Output the data once more, exactly as given.
▼
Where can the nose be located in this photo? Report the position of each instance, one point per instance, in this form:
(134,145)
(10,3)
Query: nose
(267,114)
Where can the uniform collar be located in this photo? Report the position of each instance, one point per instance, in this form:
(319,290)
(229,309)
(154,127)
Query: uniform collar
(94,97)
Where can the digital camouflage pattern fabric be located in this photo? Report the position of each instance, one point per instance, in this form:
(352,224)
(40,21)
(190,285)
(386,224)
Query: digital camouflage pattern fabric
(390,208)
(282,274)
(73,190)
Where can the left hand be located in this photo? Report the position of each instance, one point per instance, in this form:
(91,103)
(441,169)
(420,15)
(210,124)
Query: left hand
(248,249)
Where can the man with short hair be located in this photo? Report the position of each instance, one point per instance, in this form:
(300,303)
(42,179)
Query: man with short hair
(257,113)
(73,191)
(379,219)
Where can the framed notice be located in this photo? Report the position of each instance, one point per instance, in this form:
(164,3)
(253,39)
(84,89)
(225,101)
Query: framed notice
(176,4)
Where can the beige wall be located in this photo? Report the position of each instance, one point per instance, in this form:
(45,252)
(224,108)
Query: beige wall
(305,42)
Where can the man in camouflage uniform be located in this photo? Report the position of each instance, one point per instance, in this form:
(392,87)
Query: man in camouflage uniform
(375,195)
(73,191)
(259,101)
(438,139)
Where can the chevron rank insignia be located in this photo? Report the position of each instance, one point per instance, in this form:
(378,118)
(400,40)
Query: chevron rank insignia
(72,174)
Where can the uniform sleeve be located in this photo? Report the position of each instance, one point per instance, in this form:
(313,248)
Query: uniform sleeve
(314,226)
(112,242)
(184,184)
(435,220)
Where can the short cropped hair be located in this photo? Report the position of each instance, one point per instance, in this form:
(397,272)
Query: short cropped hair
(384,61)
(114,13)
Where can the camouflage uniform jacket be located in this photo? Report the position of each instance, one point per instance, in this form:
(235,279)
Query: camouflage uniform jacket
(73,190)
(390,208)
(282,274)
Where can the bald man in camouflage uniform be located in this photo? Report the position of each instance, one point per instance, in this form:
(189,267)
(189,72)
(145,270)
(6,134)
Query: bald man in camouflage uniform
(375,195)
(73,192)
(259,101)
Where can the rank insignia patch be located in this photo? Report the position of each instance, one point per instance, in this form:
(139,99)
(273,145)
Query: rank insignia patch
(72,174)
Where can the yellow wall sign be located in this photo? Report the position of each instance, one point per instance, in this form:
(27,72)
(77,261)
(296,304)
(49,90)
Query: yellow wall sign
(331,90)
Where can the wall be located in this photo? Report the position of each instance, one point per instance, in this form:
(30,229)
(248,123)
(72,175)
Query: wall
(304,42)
▲
Reply ->
Where can the nose be located in this photo? Report the position of each instance, one point per instance, in this form:
(134,145)
(10,3)
Query: nose
(267,114)
Where can the uniform collar be located in this photo? Report the position of each instance, one point per instance, in this form:
(319,290)
(229,309)
(154,127)
Query: uniform collar
(94,97)
Where can the digital camouflage pattern fabric be located in this photo? Report the position of each instance, one point per instance, in this form:
(352,224)
(40,21)
(190,285)
(386,224)
Query: digital camouflage pattern fabric
(390,208)
(282,274)
(73,190)
Where can the left hand be located in this photo? Report the position of each instance, one point per instance, in this form:
(91,103)
(441,169)
(420,15)
(210,124)
Query: left hand
(248,249)
Where can the man with short hair be located in this photo? Report the position of each instance, one point per instance, in this form:
(300,303)
(42,179)
Query: man with short hair
(257,113)
(73,191)
(379,219)
Where can the framed notice be located in this photo? Report the position of each instance, one point per instance, in this form:
(164,3)
(253,39)
(84,89)
(225,101)
Query: framed notice
(176,4)
Where can the beige wall be located in this photo? Report the position of each instance, one point per instance, in this form:
(45,252)
(224,108)
Query: beige wall
(305,42)
Where can the man in camouflage uniform be located in this photo? Report the position of each instance, one point per instance, in this form:
(392,87)
Query: man in camouflage uniform
(375,195)
(73,191)
(259,101)
(438,139)
Where can the chevron rank insignia be located in this photo? Report the position of each instance, one point per instance, in this form:
(378,118)
(400,40)
Query: chevron rank insignia
(72,174)
Where can the uniform sleeve be located in this photo? Report the position of each instance, one point per instance, in this form:
(313,248)
Query: uniform sleeve
(314,226)
(112,242)
(184,184)
(435,220)
Where can the short cropped hair be located in this photo? Report the position of each instance, one point per instance, in this form:
(397,272)
Query: short cropped hair
(384,61)
(114,13)
Where can the camouflage uniform jacket be located in this photo? Report the position of each instance, one point per instance, in this form:
(235,279)
Query: camouflage uniform jacket
(73,190)
(390,208)
(282,274)
Where can the bald man in camouflage uniform be located in this photo? Report the position of each instance, one point per instance, in this form:
(189,267)
(189,72)
(145,270)
(6,134)
Query: bald man in camouflage uniform
(375,195)
(73,192)
(259,101)
Where can the rank insignia patch be located in this photo? Report the position of each instance, one point per instance, in this form:
(139,99)
(273,145)
Query: rank insignia patch
(72,174)
Where can the yellow wall sign be located in this photo? Report the position of each instance, one point per instance, in this form:
(27,72)
(77,261)
(296,304)
(49,90)
Query: yellow wall sign
(331,90)
Where can the wall be located in this photo? Report the position of each instance, one point per instance, in this form:
(30,229)
(248,123)
(72,175)
Query: wall
(304,42)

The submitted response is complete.